- [GOAL OF THE EXERCISE] Among the entries below, find each line with "wooden" and show it.

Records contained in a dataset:
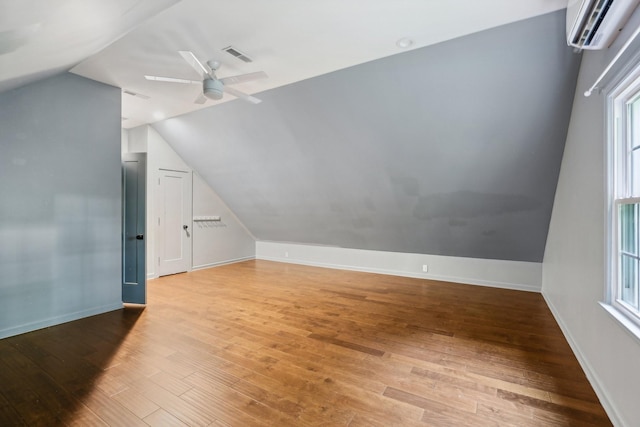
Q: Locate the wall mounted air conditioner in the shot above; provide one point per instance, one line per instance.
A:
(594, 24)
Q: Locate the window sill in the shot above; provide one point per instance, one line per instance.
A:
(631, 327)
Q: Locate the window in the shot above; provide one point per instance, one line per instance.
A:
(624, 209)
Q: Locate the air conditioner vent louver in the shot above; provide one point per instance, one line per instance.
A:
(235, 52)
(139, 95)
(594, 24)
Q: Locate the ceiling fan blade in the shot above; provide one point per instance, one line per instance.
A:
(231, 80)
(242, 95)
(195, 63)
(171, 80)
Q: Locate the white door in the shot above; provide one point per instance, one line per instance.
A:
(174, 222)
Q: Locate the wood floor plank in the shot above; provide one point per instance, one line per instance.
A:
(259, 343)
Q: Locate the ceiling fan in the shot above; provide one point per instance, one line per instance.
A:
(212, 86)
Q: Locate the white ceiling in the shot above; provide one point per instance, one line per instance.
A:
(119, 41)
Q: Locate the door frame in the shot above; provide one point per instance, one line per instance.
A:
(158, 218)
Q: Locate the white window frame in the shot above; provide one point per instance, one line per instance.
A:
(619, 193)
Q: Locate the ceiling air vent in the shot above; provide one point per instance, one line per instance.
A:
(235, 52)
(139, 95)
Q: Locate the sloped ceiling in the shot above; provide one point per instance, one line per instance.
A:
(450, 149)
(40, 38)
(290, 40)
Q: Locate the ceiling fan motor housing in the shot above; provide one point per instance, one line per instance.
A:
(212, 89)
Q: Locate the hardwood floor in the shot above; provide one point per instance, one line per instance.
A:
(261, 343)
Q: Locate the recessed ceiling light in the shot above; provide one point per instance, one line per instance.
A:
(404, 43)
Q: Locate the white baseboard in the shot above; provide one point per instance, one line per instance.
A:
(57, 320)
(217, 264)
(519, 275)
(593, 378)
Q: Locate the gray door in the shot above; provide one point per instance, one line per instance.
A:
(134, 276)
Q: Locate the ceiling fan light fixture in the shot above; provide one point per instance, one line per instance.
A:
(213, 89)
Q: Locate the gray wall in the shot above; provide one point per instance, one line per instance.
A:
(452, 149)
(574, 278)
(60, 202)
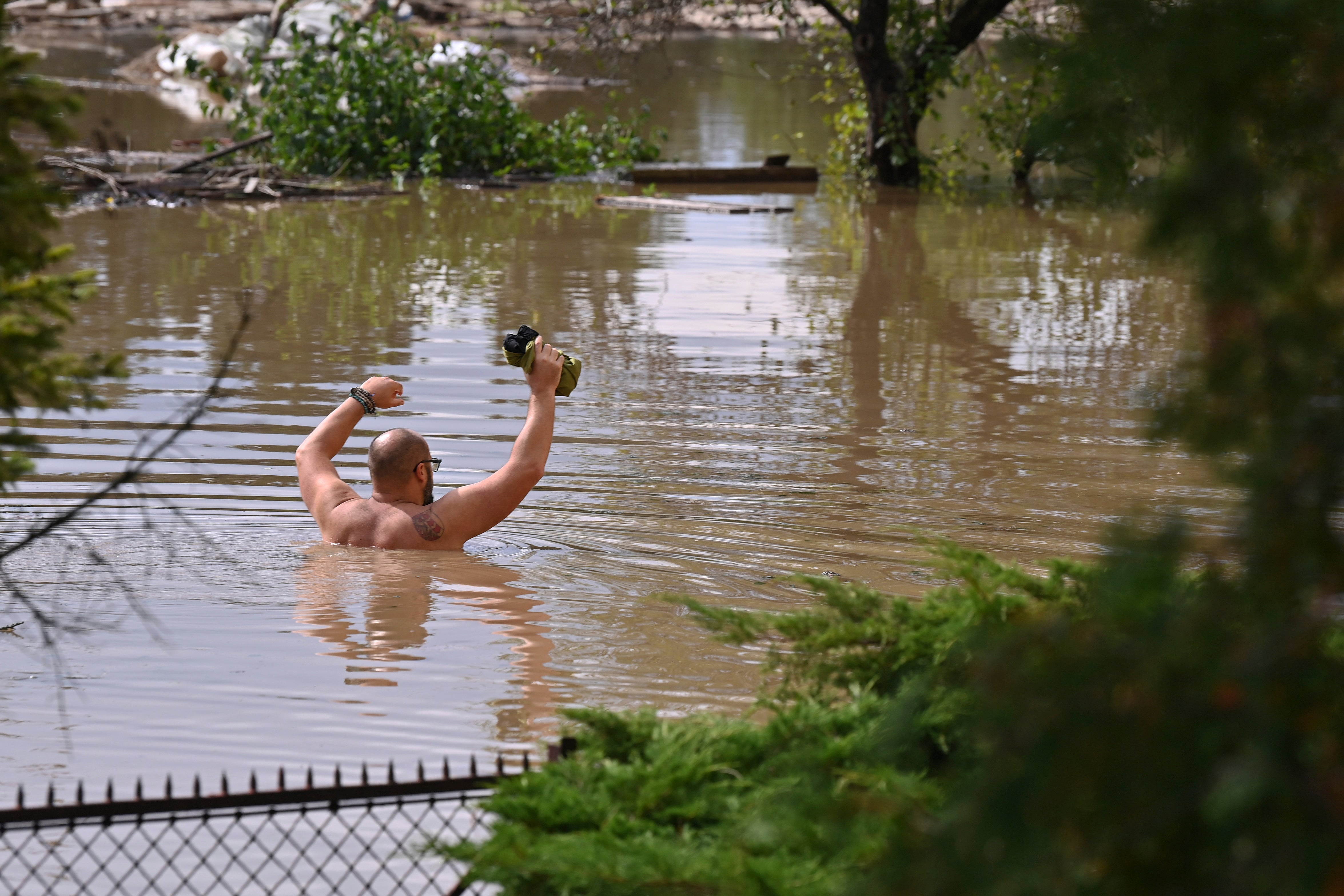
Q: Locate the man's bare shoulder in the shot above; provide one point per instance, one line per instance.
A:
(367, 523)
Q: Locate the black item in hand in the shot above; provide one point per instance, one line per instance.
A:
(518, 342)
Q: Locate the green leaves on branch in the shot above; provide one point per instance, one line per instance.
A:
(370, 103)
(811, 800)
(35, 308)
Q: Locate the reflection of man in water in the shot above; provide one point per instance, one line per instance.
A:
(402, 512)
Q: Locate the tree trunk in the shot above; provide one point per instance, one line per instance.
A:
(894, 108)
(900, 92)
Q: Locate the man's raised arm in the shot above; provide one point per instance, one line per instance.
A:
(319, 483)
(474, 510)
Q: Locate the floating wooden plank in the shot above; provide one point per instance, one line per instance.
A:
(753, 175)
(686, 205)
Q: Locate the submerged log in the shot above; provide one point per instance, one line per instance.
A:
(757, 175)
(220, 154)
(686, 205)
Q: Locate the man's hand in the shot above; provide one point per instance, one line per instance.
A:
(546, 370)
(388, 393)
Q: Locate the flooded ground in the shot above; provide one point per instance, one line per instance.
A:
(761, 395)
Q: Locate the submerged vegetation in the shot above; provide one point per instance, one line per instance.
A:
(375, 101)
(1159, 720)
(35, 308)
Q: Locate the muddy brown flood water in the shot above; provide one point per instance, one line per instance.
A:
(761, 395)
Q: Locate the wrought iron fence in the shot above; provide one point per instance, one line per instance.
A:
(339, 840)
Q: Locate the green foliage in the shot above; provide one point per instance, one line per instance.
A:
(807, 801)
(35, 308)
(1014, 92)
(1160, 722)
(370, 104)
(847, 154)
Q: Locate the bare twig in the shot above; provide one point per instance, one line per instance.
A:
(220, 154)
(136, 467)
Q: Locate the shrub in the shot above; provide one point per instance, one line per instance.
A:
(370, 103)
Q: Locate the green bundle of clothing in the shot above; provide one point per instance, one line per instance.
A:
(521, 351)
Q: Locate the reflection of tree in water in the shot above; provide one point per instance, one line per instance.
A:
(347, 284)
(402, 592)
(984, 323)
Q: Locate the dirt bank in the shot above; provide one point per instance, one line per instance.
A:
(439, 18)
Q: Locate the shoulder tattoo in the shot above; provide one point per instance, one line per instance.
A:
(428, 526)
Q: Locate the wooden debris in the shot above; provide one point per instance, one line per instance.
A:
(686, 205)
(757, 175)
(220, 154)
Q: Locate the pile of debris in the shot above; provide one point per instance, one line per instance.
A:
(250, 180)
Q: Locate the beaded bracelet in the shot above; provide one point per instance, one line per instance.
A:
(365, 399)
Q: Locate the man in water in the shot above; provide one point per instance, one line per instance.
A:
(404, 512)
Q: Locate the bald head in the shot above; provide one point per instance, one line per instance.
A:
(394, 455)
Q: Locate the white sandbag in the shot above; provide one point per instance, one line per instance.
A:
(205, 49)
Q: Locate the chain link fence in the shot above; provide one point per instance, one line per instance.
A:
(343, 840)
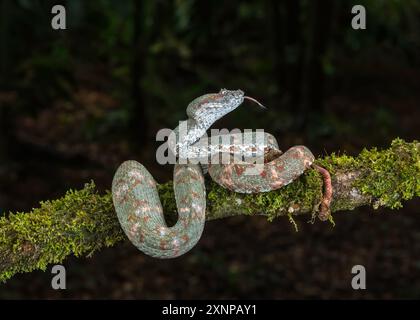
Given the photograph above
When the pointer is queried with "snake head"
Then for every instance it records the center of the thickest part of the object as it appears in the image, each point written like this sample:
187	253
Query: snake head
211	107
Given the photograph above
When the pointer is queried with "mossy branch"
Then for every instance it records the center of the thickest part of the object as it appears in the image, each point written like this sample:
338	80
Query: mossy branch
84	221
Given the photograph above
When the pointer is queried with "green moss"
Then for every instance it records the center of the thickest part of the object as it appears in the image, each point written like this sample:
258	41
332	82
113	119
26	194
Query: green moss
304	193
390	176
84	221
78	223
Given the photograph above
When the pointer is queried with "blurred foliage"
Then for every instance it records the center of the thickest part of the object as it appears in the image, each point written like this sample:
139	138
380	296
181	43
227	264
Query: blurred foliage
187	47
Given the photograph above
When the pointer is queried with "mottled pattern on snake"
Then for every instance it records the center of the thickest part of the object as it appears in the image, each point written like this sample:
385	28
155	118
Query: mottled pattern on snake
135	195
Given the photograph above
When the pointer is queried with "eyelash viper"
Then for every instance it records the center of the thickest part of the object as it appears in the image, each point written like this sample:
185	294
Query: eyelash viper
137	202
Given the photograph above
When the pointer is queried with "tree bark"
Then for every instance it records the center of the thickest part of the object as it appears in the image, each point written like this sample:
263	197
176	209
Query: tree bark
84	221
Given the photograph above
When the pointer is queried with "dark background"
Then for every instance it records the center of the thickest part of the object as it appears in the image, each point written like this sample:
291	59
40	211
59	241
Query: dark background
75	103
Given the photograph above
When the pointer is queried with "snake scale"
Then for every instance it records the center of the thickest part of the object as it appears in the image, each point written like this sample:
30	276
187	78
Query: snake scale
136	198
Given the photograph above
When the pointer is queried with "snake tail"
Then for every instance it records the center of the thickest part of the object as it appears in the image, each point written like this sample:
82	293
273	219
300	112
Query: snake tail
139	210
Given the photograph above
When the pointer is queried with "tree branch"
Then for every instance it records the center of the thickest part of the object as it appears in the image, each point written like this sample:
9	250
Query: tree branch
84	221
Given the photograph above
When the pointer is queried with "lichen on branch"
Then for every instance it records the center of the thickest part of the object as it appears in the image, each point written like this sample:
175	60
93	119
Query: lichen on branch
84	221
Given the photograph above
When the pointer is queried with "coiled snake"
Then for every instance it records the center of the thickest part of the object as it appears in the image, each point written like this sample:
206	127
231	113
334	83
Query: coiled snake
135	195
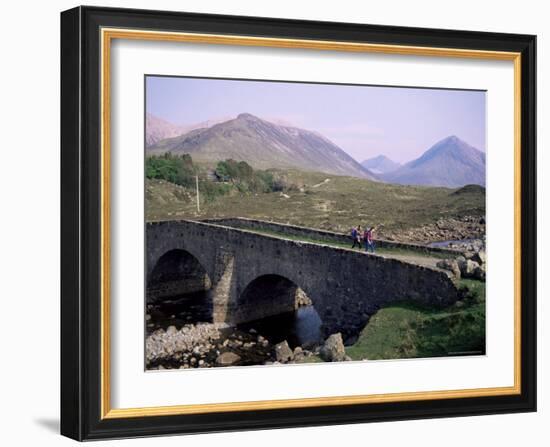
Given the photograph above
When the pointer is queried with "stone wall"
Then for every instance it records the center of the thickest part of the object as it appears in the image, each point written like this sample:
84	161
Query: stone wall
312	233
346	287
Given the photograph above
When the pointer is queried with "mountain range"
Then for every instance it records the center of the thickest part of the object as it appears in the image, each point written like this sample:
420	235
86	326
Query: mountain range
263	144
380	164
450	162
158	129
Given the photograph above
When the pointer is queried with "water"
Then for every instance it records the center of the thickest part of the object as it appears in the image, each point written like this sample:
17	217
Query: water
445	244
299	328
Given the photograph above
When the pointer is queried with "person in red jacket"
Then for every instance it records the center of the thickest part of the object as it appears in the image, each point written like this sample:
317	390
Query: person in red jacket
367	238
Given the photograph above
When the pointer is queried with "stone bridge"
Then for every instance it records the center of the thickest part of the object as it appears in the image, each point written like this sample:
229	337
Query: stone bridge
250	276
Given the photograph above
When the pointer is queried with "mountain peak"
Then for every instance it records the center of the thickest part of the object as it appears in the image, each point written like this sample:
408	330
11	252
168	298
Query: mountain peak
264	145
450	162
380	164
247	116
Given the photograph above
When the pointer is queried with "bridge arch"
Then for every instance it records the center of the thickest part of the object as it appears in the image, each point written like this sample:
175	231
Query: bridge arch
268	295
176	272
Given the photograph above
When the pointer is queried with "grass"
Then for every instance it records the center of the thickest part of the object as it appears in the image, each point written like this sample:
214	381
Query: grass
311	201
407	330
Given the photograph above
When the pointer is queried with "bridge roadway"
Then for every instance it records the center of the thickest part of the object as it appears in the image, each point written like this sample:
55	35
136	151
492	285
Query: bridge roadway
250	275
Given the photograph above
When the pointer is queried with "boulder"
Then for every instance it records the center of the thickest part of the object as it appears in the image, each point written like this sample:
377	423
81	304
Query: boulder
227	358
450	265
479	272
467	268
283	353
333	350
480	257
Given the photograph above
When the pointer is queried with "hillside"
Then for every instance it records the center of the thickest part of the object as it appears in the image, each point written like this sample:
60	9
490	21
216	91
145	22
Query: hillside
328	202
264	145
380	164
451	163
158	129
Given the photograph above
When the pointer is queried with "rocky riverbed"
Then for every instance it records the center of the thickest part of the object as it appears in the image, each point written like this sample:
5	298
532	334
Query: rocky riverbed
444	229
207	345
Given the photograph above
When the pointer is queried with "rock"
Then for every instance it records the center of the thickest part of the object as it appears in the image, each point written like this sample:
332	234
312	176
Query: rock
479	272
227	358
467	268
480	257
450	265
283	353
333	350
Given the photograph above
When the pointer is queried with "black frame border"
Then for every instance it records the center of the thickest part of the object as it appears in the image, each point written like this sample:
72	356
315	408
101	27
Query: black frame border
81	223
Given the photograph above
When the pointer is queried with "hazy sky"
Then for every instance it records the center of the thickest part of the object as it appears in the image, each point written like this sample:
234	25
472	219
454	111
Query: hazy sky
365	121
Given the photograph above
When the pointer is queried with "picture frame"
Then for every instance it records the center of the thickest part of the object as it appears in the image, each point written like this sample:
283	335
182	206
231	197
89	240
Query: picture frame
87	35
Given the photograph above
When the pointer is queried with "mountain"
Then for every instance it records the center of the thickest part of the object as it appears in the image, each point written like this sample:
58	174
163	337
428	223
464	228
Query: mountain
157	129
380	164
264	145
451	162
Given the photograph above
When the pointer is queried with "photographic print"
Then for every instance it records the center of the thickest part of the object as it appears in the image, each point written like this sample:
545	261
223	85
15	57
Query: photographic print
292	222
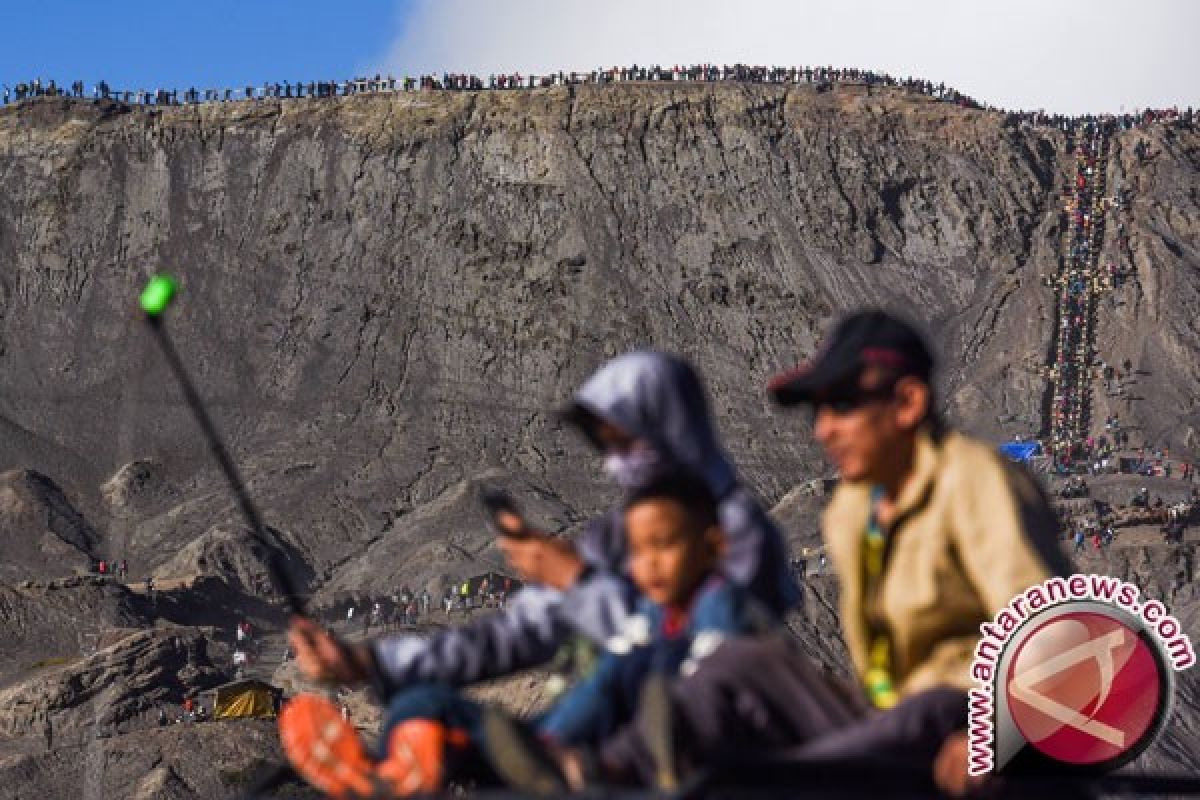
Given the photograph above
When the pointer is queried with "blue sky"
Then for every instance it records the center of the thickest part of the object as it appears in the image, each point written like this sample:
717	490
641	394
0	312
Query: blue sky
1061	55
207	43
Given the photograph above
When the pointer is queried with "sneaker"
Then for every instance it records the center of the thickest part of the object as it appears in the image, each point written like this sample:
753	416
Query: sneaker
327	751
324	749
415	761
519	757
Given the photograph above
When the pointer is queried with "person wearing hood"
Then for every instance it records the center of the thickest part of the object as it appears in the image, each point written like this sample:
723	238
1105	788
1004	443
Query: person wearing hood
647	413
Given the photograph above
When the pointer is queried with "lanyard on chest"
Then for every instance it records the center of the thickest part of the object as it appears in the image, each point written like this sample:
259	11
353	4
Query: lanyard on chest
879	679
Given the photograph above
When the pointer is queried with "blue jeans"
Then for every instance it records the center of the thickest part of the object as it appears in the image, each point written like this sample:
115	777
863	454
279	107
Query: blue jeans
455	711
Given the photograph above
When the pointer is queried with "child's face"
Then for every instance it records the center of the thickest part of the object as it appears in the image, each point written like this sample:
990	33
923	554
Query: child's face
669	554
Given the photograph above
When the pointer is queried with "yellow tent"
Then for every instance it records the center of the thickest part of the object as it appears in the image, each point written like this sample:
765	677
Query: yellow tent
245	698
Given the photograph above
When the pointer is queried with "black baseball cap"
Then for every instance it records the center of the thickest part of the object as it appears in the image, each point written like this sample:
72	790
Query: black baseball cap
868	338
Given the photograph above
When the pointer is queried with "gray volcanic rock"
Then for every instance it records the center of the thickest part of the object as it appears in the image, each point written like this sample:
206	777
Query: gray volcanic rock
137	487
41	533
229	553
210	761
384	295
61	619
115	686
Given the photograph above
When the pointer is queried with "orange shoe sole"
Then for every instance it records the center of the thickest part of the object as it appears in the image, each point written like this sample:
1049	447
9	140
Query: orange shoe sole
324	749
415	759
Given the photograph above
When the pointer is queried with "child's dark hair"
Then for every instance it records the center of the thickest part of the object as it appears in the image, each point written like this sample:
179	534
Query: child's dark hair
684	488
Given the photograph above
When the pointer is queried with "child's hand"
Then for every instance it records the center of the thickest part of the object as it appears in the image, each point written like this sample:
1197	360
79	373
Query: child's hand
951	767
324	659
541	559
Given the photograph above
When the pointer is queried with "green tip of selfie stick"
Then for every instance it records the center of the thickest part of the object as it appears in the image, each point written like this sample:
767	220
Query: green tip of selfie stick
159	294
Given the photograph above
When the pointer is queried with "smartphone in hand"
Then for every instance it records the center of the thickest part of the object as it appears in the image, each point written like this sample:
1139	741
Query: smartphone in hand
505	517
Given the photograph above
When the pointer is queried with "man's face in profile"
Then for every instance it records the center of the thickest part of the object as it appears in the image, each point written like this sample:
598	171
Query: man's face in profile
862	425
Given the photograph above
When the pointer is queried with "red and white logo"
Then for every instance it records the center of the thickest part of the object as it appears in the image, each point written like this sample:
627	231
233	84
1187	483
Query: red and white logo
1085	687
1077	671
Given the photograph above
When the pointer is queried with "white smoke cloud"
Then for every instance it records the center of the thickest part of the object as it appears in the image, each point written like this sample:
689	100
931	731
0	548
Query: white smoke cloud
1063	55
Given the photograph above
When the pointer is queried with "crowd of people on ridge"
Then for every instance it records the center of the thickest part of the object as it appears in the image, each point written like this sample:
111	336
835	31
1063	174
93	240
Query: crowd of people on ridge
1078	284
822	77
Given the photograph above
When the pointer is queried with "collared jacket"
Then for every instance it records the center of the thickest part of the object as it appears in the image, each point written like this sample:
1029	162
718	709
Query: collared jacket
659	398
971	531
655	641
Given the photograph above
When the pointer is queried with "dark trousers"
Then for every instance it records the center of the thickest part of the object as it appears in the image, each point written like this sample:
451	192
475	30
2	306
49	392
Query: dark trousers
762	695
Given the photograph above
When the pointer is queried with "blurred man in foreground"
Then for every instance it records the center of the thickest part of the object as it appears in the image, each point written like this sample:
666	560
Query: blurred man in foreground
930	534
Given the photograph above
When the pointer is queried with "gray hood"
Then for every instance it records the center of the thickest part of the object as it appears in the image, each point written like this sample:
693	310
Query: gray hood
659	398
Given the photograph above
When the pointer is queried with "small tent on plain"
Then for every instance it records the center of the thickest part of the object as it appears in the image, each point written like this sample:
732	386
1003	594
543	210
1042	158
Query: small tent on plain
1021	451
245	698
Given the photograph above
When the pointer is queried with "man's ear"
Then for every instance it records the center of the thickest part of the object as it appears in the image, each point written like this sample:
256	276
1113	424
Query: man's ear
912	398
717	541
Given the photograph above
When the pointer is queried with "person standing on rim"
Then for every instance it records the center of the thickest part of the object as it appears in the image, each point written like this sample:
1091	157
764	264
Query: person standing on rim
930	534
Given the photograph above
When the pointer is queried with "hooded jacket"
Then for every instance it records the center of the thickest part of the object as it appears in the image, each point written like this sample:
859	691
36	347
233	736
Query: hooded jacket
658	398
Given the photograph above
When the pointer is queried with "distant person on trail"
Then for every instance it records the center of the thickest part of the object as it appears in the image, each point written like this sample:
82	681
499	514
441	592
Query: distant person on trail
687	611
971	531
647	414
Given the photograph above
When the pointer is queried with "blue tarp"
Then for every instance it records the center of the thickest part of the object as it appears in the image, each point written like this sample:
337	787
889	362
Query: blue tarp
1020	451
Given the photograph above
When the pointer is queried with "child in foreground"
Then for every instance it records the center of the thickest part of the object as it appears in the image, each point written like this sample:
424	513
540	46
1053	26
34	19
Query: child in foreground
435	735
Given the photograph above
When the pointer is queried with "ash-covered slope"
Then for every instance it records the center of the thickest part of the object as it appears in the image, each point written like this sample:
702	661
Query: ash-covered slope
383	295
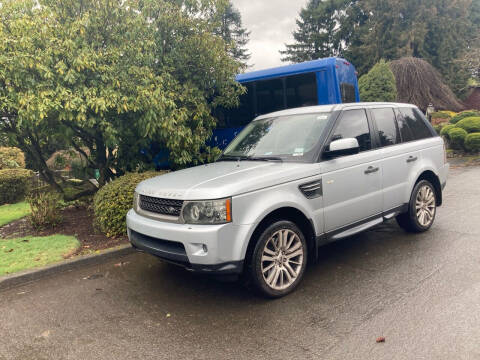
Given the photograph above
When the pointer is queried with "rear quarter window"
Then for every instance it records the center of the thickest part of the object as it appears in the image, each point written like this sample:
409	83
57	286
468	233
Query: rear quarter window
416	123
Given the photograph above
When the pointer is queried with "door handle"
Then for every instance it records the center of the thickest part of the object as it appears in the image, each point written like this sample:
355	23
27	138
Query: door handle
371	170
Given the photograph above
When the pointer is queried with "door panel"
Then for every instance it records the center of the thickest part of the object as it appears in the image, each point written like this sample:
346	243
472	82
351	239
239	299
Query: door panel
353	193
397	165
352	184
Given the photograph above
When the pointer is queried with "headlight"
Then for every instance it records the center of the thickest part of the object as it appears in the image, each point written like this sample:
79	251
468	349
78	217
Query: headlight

- [ANSWER SPACE]
Q: Locate the floating wooden plank in the shot above; provide one point per instance, one line per instance.
Q: Locate the wooden debris in the shot above; provide one point per instance, one line per instance.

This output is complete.